* Selected extract:
※ ※ ※

Geophysical Serv. Inc. v. Conocophillips Co.

Decision Date13 May 2016
Docket NumberCIVIL ACTION H-15-2766
PartiesGEOPHYSICAL SERVICE INCORPORATED, Plaintiff, v. CONOCOPHILLIPS COMPANY, Defendant.
CourtU.S. District Court — Southern District of Texas
MEMORANDUM OPINION & ORDER

Pending before the court is a motion to dismiss filed by defendant ConocoPhillips Company ("Conoco"). Dkt. 13. Having considered the motion, response, reply, and applicable law, the court is of the opinion that the motion should be GRANTED.

I. BACKGROUND

Plaintiff Geophysical Service Incorporated ("GSI") is a Canadian company that provides seismic data services to the oil and gas industry. Dkt. 1. GSI asserts that this seismic data is confidential and proprietary to GSI and that it endeavors to maintain the secrecy of seismic data to protect it from disclosure to GSI's competitors. Id. GSI contends that it owns seismic data that was recorded and created offshore of Newfoundland and Labrador, Canada, in surveys in the Atlantic Ocean off the East Coast in 1972 and in Nova Scotia in 1984 ("GSI Seismic Materials"). Id. The GSI Seismic Materials are stored on paper, microfiche, or mylar. Id. GSI also stores all of its seismic data in digital form in a database. Id. GSI contends that the GSI Seismic Materials are protectable by copyright. Id.

※ ※ ※

* Prompt A: Reproduce the memorandum opinion from "Geophysical Serv. Inc." up to and including "should be GRANTED.", substituting "petition" for "motion" at each occurrence.
The memorandum opinion and the listing have no connection to each other.

Excerpts from location labeling data

※ ※ ※

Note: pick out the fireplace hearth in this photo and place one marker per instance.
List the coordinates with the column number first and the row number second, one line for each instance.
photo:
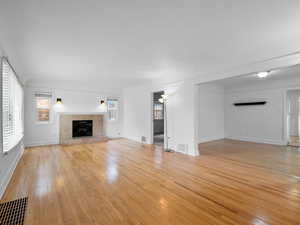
column 82, row 128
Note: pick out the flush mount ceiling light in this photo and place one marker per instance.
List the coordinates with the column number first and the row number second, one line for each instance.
column 263, row 74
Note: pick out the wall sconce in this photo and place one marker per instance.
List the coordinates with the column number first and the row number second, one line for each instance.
column 58, row 101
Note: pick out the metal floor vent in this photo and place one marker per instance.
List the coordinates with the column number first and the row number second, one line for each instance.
column 13, row 212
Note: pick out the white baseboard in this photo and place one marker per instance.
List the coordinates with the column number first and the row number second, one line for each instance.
column 41, row 143
column 258, row 140
column 10, row 171
column 209, row 139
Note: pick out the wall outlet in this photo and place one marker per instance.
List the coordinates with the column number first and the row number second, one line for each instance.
column 182, row 148
column 143, row 139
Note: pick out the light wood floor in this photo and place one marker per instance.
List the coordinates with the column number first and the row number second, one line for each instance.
column 123, row 182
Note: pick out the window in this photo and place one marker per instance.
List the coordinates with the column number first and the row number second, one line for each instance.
column 43, row 107
column 12, row 107
column 112, row 109
column 158, row 111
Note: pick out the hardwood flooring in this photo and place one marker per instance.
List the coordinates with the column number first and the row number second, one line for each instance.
column 124, row 182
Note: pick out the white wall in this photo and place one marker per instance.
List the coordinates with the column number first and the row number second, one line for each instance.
column 73, row 102
column 263, row 124
column 293, row 112
column 180, row 111
column 210, row 112
column 9, row 161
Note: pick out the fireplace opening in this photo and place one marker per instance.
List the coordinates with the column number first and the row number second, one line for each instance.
column 82, row 128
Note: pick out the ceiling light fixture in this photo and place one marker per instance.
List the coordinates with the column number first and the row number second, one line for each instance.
column 263, row 74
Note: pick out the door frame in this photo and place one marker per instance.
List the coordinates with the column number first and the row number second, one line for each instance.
column 152, row 118
column 285, row 113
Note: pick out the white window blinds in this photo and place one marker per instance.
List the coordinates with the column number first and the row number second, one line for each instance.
column 12, row 107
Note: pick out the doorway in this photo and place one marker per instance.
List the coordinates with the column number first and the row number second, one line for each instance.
column 293, row 114
column 158, row 119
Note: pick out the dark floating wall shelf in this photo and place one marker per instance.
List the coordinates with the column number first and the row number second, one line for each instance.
column 249, row 103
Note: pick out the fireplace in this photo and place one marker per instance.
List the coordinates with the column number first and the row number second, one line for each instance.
column 82, row 128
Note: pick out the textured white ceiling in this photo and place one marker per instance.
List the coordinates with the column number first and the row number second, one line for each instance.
column 115, row 44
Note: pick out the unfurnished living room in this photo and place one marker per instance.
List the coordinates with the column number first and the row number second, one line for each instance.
column 150, row 112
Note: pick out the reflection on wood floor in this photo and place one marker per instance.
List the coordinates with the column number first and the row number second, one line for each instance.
column 124, row 182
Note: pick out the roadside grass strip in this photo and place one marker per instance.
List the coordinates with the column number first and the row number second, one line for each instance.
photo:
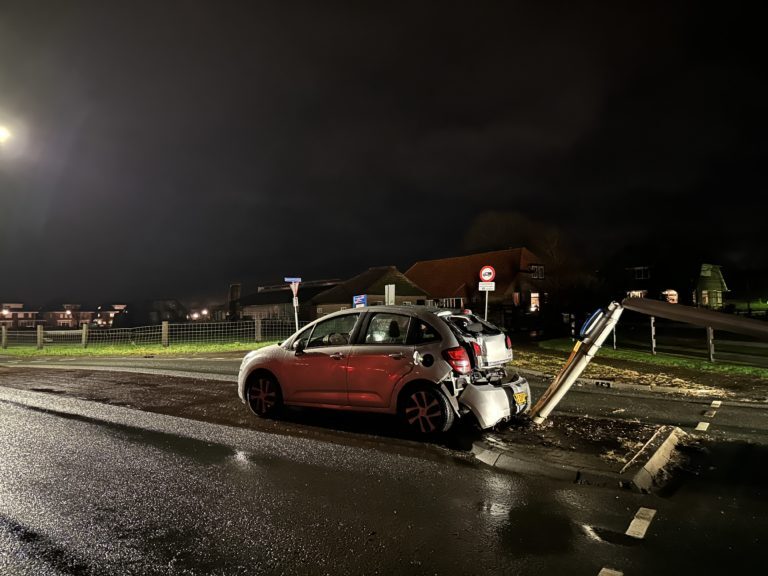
column 640, row 523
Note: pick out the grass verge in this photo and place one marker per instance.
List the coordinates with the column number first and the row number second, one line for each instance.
column 128, row 350
column 565, row 345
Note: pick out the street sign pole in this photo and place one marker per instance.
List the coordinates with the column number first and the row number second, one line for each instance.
column 295, row 289
column 487, row 284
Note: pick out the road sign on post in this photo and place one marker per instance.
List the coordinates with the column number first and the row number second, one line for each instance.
column 389, row 294
column 294, row 282
column 486, row 284
column 359, row 301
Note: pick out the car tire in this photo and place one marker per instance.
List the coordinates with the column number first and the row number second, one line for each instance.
column 424, row 410
column 264, row 396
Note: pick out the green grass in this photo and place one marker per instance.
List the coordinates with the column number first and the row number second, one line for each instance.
column 128, row 350
column 663, row 360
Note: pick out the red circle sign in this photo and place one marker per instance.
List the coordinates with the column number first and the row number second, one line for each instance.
column 487, row 273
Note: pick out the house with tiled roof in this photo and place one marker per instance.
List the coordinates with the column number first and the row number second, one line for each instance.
column 16, row 315
column 453, row 282
column 371, row 285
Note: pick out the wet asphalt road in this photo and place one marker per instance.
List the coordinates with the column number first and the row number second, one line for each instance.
column 89, row 488
column 95, row 489
column 747, row 421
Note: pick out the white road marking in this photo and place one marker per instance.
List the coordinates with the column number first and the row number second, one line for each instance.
column 640, row 523
column 590, row 532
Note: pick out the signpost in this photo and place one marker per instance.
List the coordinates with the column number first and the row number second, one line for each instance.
column 359, row 301
column 389, row 294
column 294, row 282
column 486, row 284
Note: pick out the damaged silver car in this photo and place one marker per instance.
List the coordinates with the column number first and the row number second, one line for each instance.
column 413, row 361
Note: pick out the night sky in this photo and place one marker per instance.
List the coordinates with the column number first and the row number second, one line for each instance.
column 166, row 149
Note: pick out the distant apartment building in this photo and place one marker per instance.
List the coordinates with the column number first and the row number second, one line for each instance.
column 105, row 314
column 68, row 316
column 14, row 315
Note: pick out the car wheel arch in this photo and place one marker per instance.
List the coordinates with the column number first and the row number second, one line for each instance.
column 269, row 396
column 411, row 391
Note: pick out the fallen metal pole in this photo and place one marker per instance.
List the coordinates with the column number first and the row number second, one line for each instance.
column 592, row 339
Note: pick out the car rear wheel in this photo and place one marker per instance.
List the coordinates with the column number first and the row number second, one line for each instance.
column 264, row 396
column 425, row 410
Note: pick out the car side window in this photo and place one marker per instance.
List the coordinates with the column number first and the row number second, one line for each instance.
column 423, row 333
column 387, row 329
column 333, row 332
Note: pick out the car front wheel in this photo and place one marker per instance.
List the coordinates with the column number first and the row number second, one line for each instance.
column 264, row 396
column 425, row 410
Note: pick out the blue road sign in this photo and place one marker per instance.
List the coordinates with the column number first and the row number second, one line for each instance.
column 359, row 301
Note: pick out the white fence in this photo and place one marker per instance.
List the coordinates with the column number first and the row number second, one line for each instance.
column 166, row 334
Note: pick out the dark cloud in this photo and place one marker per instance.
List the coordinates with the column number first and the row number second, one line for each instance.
column 168, row 148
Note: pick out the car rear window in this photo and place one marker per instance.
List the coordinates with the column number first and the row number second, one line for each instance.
column 464, row 321
column 333, row 332
column 387, row 329
column 422, row 333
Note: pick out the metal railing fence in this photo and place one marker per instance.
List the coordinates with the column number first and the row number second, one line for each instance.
column 167, row 334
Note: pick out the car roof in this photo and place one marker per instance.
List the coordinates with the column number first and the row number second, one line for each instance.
column 420, row 311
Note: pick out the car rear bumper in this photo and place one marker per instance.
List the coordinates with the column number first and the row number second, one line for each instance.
column 494, row 404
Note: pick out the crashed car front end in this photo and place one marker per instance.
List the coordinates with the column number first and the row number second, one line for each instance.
column 493, row 404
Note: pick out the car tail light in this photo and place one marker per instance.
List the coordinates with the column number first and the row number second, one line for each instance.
column 458, row 359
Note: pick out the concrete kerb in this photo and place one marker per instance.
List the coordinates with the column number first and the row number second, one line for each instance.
column 611, row 384
column 643, row 472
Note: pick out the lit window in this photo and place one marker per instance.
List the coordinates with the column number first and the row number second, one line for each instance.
column 670, row 296
column 637, row 293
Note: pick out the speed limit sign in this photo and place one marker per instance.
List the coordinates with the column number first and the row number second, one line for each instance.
column 487, row 273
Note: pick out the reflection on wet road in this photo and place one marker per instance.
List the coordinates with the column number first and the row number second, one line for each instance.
column 93, row 489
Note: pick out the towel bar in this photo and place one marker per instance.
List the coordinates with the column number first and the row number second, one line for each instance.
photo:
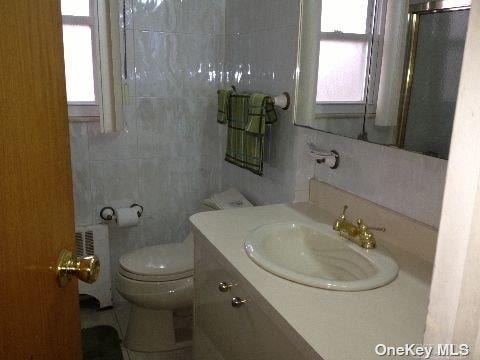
column 282, row 100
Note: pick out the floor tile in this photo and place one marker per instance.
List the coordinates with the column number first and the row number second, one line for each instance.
column 122, row 312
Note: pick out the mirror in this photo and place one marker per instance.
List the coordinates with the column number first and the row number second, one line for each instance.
column 383, row 71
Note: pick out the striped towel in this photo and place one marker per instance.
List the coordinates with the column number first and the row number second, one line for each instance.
column 246, row 116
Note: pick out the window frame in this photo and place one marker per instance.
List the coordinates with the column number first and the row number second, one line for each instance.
column 87, row 109
column 374, row 30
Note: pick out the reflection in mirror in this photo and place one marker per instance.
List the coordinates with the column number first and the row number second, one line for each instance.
column 383, row 71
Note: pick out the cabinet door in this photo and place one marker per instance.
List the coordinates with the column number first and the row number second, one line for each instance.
column 225, row 332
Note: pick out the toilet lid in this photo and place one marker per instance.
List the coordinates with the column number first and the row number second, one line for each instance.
column 161, row 262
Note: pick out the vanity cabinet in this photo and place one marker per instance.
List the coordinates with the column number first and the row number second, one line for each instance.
column 226, row 331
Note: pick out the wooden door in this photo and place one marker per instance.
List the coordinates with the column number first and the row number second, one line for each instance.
column 38, row 319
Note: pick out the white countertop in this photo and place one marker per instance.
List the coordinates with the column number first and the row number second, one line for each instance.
column 337, row 325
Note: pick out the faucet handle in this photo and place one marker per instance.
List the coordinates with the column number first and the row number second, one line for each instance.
column 382, row 229
column 364, row 227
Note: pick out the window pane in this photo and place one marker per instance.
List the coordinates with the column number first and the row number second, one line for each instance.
column 348, row 16
column 77, row 43
column 76, row 7
column 342, row 70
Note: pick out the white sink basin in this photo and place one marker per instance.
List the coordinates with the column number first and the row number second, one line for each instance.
column 317, row 256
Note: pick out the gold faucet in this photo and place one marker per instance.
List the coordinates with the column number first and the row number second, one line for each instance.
column 359, row 233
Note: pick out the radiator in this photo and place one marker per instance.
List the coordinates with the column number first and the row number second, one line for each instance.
column 93, row 240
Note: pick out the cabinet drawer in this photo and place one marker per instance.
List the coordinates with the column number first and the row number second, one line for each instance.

※ ※ ※

* Prompt B: Print the lines of the listing from the line with "Note: pick out the fireplace opening" up to and including the line with "column 150, row 112", reproducing each one without alteration.

* Correct response A:
Geophysical Serv. Inc. v. Conocophillips Co.

Decision Date13 May 2016
Docket NumberCIVIL ACTION H-15-2766
PartiesGEOPHYSICAL SERVICE INCORPORATED, Plaintiff, v. CONOCOPHILLIPS COMPANY, Defendant.
CourtU.S. District Court — Southern District of Texas
MEMORANDUM OPINION & ORDER

Pending before the court is a petition to dismiss filed by defendant ConocoPhillips Company ("Conoco"). Dkt. 13. Having considered the petition, response, reply, and applicable law, the court is of the opinion that the petition should be GRANTED.

* Correct response B:
Note: pick out the fireplace opening in this photo and place one marker per instance.
List the coordinates with the column number first and the row number second, one line for each instance.
column 82, row 128
Note: pick out the ceiling light fixture in this photo and place one marker per instance.
List the coordinates with the column number first and the row number second, one line for each instance.
column 263, row 74
Note: pick out the door frame in this photo and place one marker per instance.
List the coordinates with the column number first and the row number second, one line for each instance.
column 152, row 118
column 285, row 113
Note: pick out the white window blinds in this photo and place one marker per instance.
List the coordinates with the column number first and the row number second, one line for each instance.
column 12, row 107
Note: pick out the doorway in this photo and place one marker per instance.
List the coordinates with the column number first and the row number second, one line for each instance.
column 293, row 114
column 158, row 119
Note: pick out the dark floating wall shelf in this photo and place one marker per instance.
List the coordinates with the column number first and the row number second, one line for each instance.
column 249, row 103
Note: pick out the fireplace in this photo and place one marker per instance.
List the coordinates with the column number first and the row number second, one line for each instance.
column 82, row 128
Note: pick out the textured white ceiling in this photo and place one marker per instance.
List the coordinates with the column number first and the row number second, one line for each instance.
column 115, row 44
Note: pick out the unfurnished living room in this photo and place one marker per instance.
List the coordinates with the column number first and the row number second, one line for each instance.
column 150, row 112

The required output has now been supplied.